● The exercise:
Write out every line of the entries below as a JSON list of strings, with one string per line and any blank lines left out.

● Supplied records:

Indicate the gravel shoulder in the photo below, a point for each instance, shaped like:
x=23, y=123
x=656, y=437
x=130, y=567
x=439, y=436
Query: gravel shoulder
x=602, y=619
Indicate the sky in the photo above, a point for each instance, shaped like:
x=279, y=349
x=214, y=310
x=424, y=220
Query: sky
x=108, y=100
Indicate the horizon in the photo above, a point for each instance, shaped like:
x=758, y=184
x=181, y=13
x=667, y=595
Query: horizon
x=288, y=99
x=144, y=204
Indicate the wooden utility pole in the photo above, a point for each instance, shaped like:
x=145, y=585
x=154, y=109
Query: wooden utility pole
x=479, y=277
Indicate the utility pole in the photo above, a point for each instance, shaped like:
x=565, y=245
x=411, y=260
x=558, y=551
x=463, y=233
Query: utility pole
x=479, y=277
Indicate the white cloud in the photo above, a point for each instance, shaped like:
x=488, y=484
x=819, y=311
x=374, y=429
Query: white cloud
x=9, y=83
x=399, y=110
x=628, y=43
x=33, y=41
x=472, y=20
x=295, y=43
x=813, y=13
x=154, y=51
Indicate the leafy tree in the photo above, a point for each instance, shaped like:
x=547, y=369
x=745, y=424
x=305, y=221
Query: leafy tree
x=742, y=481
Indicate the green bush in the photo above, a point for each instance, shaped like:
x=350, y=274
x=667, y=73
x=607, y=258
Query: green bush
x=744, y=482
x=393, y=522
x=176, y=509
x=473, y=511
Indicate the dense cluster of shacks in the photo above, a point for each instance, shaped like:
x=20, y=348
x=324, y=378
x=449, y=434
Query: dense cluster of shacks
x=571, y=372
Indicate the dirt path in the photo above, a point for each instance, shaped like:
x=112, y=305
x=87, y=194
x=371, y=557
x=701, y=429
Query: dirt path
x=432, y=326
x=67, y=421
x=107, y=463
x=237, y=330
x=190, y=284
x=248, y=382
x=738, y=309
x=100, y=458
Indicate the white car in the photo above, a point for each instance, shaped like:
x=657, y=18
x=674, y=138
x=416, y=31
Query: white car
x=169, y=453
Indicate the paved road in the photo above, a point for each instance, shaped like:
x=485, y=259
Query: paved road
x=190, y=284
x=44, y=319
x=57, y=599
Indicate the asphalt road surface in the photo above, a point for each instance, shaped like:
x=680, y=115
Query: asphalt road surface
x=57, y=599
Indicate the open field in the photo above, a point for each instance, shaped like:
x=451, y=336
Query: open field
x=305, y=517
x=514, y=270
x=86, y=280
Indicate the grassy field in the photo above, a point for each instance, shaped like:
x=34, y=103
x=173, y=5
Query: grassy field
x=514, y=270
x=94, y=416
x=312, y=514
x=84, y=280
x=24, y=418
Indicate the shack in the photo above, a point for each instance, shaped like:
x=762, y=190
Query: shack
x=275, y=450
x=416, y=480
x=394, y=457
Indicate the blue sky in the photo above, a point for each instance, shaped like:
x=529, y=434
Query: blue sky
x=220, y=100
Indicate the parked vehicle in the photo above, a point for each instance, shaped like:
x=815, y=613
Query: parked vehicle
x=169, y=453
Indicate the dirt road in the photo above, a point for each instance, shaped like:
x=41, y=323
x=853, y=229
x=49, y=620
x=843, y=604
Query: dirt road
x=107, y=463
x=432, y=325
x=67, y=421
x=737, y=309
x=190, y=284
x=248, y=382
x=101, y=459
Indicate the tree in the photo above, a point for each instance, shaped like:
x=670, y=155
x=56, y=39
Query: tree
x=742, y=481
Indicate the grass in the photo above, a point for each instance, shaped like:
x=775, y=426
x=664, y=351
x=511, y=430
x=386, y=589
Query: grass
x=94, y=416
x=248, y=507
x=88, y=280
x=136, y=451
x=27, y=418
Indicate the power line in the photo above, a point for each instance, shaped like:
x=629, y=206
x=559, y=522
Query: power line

● Response to the task:
[
  "Indicate the gravel shoulder in the photo below, a point for each instance, shaped like:",
  "x=23, y=123",
  "x=656, y=437",
  "x=130, y=567",
  "x=439, y=436",
  "Query: gravel shoulder",
  "x=602, y=619",
  "Indicate the sky in the photo above, a point for each instance, shaped like:",
  "x=279, y=349",
  "x=214, y=310",
  "x=424, y=220",
  "Query: sky",
  "x=108, y=100",
  "Indicate the horizon in the photo above, a point for each instance, shaped like:",
  "x=758, y=184",
  "x=181, y=13",
  "x=667, y=595",
  "Query: horizon",
  "x=288, y=99",
  "x=144, y=204",
  "Indicate the wooden utility pole in the photo above, a point for each instance, shaped like:",
  "x=145, y=585",
  "x=154, y=109",
  "Query: wooden utility pole",
  "x=479, y=277",
  "Indicate the utility pole in the photo above, a point for each instance, shaped like:",
  "x=565, y=245",
  "x=411, y=260",
  "x=558, y=551",
  "x=463, y=233",
  "Query: utility pole",
  "x=479, y=277",
  "Indicate the white cloud in the photo above, a point for each instance, shaped like:",
  "x=488, y=484",
  "x=819, y=311",
  "x=374, y=429",
  "Query: white cloud",
  "x=9, y=83",
  "x=399, y=110",
  "x=628, y=43",
  "x=33, y=41",
  "x=472, y=20",
  "x=295, y=43",
  "x=813, y=13",
  "x=154, y=51",
  "Indicate the leafy tree in the photo above, a point for each instance, shaped like:",
  "x=547, y=369",
  "x=745, y=424",
  "x=305, y=221",
  "Query: leafy tree",
  "x=742, y=481",
  "Indicate the green bush in the photo above, a point for each instance, shaped like:",
  "x=350, y=274",
  "x=667, y=73",
  "x=607, y=258",
  "Query: green bush",
  "x=744, y=482",
  "x=393, y=522",
  "x=176, y=509",
  "x=473, y=511",
  "Indicate the dense cluster of shacks in the photo above, a point for each instance, shaped like:",
  "x=20, y=348",
  "x=324, y=378",
  "x=449, y=434",
  "Query: dense cluster of shacks",
  "x=571, y=372",
  "Indicate the dirt path in the photo above, a point for each instance, shaped like:",
  "x=112, y=305",
  "x=87, y=194",
  "x=371, y=557",
  "x=701, y=429",
  "Query: dirt path",
  "x=432, y=326",
  "x=67, y=421",
  "x=107, y=463",
  "x=237, y=330",
  "x=190, y=284",
  "x=248, y=382",
  "x=738, y=309",
  "x=100, y=458",
  "Indicate the white car in the photo above, a point for each instance, shaped like:",
  "x=657, y=18",
  "x=674, y=138",
  "x=416, y=31",
  "Query: white car",
  "x=169, y=453",
  "Indicate the paved road in the photo above, a point for each instance, shaped like:",
  "x=485, y=259",
  "Query: paved road",
  "x=190, y=284",
  "x=44, y=319",
  "x=57, y=599",
  "Indicate the asphalt road surface in the photo above, a point for each instance, shaped like:",
  "x=680, y=115",
  "Query: asphalt road surface",
  "x=57, y=599",
  "Indicate the open field in the photo above, a point for each instance, shaped like:",
  "x=451, y=336",
  "Query: open field",
  "x=305, y=517",
  "x=514, y=270",
  "x=86, y=280",
  "Indicate the grassy field in the photo above, a point for each instance, shaped like:",
  "x=34, y=103",
  "x=173, y=5",
  "Query: grassy field",
  "x=514, y=270",
  "x=94, y=416",
  "x=312, y=514",
  "x=84, y=280",
  "x=24, y=418",
  "Indicate the shack in the photo above, a point for each instance, shaped like:",
  "x=762, y=190",
  "Query: shack",
  "x=275, y=450",
  "x=416, y=480",
  "x=394, y=457",
  "Indicate the blue sky in the photo above, a point for each instance, shaped like:",
  "x=529, y=434",
  "Query: blue sky",
  "x=220, y=100",
  "Indicate the parked vehicle in the photo above, a point for each instance, shaped like:",
  "x=815, y=613",
  "Query: parked vehicle",
  "x=169, y=453",
  "Indicate the dirt road in the photo above, a point for each instance, shaped like:",
  "x=41, y=323",
  "x=853, y=229",
  "x=49, y=620",
  "x=843, y=604",
  "Query: dirt road",
  "x=107, y=463",
  "x=432, y=325",
  "x=67, y=421",
  "x=737, y=309",
  "x=190, y=284",
  "x=248, y=382",
  "x=101, y=459",
  "Indicate the tree in the photo above, a point for each instance, shaped like:",
  "x=670, y=155",
  "x=56, y=39",
  "Query: tree",
  "x=742, y=481",
  "Indicate the grass in the photo above, a point for each instance, shaped like:",
  "x=775, y=426",
  "x=664, y=351",
  "x=511, y=430",
  "x=386, y=589",
  "Query: grass",
  "x=94, y=416",
  "x=248, y=507",
  "x=88, y=280",
  "x=136, y=451",
  "x=27, y=418",
  "Indicate the power line in the photo above, a point for each instance, shaped like:",
  "x=629, y=206",
  "x=559, y=522",
  "Query: power line"
]